• [Objective]:
Collect every line in the records below that contains the string "windshield".
--- START OF Provided records ---
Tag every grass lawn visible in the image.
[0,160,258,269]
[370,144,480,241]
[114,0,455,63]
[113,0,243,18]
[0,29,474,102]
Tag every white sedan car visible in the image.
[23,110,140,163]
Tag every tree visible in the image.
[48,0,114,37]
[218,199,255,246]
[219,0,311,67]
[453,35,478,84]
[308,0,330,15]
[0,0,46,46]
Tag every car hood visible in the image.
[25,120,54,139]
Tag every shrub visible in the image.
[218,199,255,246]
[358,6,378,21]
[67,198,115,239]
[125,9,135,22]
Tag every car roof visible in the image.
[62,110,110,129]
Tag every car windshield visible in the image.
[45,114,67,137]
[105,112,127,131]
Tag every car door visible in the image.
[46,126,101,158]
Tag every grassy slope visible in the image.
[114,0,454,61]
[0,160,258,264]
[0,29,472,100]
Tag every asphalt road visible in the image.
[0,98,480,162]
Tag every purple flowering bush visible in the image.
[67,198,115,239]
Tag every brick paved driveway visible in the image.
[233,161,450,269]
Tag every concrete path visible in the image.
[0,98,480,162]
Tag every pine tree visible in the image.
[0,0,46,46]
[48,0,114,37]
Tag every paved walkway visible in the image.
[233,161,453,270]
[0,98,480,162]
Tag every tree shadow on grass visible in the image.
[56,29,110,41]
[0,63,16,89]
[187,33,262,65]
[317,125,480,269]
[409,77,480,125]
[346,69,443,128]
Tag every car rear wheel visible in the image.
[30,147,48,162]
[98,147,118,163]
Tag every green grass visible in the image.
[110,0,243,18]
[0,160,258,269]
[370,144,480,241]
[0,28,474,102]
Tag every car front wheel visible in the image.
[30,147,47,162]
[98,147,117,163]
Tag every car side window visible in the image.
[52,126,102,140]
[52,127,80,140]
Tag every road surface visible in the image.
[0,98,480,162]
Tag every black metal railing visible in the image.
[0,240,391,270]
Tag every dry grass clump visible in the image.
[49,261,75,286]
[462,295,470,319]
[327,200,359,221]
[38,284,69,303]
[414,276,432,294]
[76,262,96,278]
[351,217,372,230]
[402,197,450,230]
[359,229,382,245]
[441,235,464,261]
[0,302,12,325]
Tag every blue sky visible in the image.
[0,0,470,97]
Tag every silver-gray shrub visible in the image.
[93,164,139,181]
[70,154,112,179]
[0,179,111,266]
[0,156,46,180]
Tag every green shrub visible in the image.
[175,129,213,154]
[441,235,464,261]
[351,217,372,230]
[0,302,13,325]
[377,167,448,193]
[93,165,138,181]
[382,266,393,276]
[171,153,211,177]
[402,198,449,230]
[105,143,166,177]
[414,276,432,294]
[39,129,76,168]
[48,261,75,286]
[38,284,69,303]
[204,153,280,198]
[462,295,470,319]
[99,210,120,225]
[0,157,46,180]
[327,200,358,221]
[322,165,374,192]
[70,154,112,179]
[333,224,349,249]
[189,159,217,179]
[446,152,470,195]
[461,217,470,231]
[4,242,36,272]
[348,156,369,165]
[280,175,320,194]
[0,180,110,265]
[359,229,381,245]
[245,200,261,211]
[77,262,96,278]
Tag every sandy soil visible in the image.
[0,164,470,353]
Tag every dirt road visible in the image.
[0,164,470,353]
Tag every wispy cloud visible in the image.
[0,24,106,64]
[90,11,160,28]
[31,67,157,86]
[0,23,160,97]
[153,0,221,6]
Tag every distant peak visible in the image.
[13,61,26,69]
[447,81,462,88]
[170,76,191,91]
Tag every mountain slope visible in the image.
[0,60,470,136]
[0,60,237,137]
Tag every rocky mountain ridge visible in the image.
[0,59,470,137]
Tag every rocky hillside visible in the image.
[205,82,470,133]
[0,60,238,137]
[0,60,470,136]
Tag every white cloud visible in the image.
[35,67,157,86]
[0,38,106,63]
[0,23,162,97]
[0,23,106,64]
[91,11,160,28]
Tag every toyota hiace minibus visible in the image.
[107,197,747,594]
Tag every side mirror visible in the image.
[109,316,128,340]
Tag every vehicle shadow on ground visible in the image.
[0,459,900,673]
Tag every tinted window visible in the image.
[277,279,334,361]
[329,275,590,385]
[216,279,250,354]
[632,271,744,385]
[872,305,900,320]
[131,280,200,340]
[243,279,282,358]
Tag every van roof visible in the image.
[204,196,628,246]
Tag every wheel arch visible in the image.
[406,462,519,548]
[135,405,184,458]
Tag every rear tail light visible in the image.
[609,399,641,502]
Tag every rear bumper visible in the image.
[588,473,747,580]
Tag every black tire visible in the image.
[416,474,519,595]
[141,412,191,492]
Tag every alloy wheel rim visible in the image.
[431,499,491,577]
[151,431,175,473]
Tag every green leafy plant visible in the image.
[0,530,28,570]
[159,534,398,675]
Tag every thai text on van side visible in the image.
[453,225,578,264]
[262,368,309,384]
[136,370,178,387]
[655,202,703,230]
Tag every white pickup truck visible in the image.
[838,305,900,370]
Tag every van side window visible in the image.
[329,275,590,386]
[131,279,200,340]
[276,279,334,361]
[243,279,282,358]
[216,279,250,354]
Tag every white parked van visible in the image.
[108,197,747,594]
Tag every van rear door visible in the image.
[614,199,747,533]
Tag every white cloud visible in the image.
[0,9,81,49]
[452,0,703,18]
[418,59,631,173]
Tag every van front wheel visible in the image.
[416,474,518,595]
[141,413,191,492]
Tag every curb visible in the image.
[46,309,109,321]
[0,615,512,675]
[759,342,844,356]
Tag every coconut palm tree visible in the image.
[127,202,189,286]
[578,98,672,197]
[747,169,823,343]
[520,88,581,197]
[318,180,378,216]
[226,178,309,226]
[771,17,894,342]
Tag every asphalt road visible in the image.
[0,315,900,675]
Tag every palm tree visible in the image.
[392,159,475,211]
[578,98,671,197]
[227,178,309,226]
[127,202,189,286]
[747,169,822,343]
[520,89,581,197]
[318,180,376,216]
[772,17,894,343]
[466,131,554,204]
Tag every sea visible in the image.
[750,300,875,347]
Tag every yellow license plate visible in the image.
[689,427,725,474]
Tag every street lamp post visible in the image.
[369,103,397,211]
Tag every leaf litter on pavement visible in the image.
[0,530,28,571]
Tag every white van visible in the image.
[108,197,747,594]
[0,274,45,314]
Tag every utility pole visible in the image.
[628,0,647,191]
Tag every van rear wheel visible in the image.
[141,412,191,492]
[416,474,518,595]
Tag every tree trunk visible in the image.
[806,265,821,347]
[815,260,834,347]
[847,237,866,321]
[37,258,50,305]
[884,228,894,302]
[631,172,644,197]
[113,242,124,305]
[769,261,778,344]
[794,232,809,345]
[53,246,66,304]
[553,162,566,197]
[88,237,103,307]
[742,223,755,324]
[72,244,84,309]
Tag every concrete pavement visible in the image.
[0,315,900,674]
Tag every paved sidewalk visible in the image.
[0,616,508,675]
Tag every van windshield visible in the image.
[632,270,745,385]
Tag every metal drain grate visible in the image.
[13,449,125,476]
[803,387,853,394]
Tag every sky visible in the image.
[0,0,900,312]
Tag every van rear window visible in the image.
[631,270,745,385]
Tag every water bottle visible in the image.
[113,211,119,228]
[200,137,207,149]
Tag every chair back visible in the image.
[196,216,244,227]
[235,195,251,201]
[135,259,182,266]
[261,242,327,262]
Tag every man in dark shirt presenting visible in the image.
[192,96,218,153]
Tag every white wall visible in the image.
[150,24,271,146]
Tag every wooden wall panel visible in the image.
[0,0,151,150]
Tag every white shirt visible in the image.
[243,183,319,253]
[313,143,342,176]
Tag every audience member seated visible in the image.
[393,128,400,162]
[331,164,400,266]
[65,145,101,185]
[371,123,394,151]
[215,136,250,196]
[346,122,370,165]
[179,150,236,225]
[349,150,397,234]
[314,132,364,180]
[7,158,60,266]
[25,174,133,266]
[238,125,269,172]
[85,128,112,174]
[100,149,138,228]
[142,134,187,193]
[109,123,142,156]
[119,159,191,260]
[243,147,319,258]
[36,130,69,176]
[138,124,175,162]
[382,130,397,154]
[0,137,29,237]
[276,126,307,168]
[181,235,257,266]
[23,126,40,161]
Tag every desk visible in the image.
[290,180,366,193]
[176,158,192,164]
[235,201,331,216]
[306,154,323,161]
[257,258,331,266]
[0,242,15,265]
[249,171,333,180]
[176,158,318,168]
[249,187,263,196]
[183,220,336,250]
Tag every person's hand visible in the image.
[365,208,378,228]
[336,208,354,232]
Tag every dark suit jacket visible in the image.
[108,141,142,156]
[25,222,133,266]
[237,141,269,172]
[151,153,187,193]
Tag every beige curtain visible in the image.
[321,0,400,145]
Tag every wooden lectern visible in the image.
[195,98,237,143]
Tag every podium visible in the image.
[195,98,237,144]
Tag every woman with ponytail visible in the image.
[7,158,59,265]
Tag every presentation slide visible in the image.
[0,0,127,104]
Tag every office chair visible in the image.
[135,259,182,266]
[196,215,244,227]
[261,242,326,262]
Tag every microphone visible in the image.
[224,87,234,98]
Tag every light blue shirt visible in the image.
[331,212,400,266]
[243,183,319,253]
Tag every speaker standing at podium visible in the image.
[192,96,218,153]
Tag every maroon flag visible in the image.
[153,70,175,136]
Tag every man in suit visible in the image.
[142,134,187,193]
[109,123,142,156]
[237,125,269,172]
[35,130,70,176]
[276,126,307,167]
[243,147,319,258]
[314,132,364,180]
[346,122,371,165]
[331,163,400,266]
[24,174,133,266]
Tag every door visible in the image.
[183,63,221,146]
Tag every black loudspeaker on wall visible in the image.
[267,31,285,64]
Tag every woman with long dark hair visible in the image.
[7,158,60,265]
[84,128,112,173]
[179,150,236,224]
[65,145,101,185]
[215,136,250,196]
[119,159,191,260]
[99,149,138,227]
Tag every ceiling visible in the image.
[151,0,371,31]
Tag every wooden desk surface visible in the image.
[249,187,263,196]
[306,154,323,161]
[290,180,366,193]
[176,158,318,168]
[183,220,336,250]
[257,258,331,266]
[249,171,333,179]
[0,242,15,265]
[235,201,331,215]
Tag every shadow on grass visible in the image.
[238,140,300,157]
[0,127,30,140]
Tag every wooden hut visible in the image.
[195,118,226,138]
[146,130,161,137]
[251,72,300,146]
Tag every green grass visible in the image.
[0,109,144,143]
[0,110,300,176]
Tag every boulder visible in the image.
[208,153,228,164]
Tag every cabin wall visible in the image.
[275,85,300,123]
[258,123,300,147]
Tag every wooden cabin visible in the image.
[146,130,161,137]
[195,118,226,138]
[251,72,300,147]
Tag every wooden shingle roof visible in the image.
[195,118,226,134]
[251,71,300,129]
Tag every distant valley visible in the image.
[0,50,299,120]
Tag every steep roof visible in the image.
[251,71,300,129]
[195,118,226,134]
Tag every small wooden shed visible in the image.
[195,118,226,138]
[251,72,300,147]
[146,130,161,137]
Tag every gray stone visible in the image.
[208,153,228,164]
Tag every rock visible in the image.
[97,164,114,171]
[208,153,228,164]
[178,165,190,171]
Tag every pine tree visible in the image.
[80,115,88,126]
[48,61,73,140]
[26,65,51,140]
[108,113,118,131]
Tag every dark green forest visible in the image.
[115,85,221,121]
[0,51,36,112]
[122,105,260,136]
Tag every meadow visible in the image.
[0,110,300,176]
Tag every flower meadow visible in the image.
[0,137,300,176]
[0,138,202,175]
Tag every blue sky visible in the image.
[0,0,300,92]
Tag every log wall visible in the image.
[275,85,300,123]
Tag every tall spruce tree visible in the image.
--- END OF Provided records ---
• [Solution]:
Tag every car windshield visible in the image.
Tag every van windshield visible in the image.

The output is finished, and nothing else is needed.